- Requests -
#1 In the pickup forum thread, which pickup did mnemonic recently install in an RG8?
#2 Please continue the pickup forum thread, starting after its last post.

Say what you will, I also like the old Carvin D26 seven string neck pick-up. I bought several when they were popular to change out to BK's etc... - [p.s. - I'll still buy them lol. D26, not the C26. ]


----------



## Pooty Skills (Jul 31, 2017)

I'll throw another vote in for the DiMarzio Evolution. Sounds great with the lower range notes, high and low gain, and cleans up pretty well to boot. They are pretty hot, even compared to some other higher output pickups I've used, helps to cut through dense mixes where other pickups might get lost, so they can be a little hard to tame sometimes, but I like that about them. 

I've also used the BKP Abraxas and Juggernaut, currently in my Skervesen. I found the Jugg to sound a little harsh, but can be corrected with some careful EQ-ing, but the Abraxas is a thing of beauty. On the warmer side, but retains clarity when the gain goes up, would highly recommend.

*EDIT: *Forgot the other part of OP's question. I play mostly rock, blues and jazz in bands, metal in my free time. If you're into mostly metal, I'd say stick to the Evolutions, they have slightly more balls. The Abraxas are more versatile across the board


----------



## BangandBreach (Jul 31, 2017)

BubbleWrap said:


> Says the guy using POD farm...


And? Elaborate to everyone how much better you are than people who use Podfarm.


----------



## mnemonic (Aug 1, 2017)

^to be fair, podfarm is pretty old tech at this point and the modeling is not that great. I used it for years so I have plenty of experience with it. Every once in a while I'll fire it up because I'll get nostalgia for that super digital vildhjarta / tesseract / big bottom tone. If that's what you want, it's good at it, but almost all the tones are real flat and heavily compressed, and it's a constant battle against fizz and mud. 

I don't have anything against people that use podfarm or any other modeler, but if you think your guitars all mostly sound the same, then podfarm is the weak spot in your signal chain, and likely the reason for this opinion. 

To answer OP's question, I recently got a Bareknuckle Black Dog for my RG8 and it's incredibly chunky and tight and clear sounding. I didn't think an Alnico pickup could sound so good in F. The clarity is killer.

- Material -

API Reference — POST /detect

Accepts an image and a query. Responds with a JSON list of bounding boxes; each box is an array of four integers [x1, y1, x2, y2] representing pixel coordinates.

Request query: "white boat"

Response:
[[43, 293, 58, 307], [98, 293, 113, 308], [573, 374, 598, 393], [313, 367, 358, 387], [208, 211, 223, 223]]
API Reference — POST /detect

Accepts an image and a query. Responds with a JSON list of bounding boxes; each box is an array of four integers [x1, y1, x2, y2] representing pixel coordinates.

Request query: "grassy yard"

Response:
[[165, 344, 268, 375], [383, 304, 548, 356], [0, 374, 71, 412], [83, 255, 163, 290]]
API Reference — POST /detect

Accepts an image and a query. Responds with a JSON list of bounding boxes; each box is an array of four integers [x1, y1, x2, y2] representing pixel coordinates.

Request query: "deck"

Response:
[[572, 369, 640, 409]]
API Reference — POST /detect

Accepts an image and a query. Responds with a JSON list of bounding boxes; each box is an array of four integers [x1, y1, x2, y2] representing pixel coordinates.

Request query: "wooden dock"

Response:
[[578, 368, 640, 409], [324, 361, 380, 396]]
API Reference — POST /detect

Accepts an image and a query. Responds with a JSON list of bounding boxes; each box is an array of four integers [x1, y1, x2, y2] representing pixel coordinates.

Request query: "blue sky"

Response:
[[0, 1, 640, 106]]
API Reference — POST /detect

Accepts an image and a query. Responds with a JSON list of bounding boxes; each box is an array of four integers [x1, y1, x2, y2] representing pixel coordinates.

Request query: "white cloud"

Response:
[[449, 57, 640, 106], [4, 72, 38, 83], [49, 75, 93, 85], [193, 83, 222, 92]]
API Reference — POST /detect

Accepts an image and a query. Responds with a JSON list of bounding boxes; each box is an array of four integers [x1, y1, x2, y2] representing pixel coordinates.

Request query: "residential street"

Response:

- The results -
#1 A Bareknuckle Black Dog.

#2
----------



## BubbleWrap (Aug 1, 2017)

BangandBreach said:


> And? Elaborate to everyone how much better you are than people who use Podfarm.



It wasn't a personal attack, just pointing out the disparity between your statements regarding quality pedals/signal chain, your signal chain, and your results. 

OP, I really respect KnightBrolaire's opinion. He's done a lot of research and testing lately. His recommendations for the alpha/omega and Elysian moderns are really solid. I dig my alnico 8 Pegasus/A5 sentient set, but am left wanting somewhat when I crank the gain. The distortion/jazz combo is still really hard to beat. I'm also very interested in the Minuteman set by Guitarmory. Check those out.


----------



## BangandBreach (Aug 2, 2017)

BubbleWrap said:


> It wasn't a personal attack, just pointing out the disparity between your statements regarding quality pedals/signal chain, your signal chain, and your results.
> 
> OP, I really respect KnightBrolaire's opinion. He's done a lot of research and testing lately. His recommendations for the alpha/omega and Elysian moderns are really solid. I dig my alnico 8 Pegasus/A5 sentient set, but am left wanting somewhat when I crank the gain. The distortion/jazz combo is still really hard to beat. I'm also very interested in the Minuteman set by Guitarmory. Check those out.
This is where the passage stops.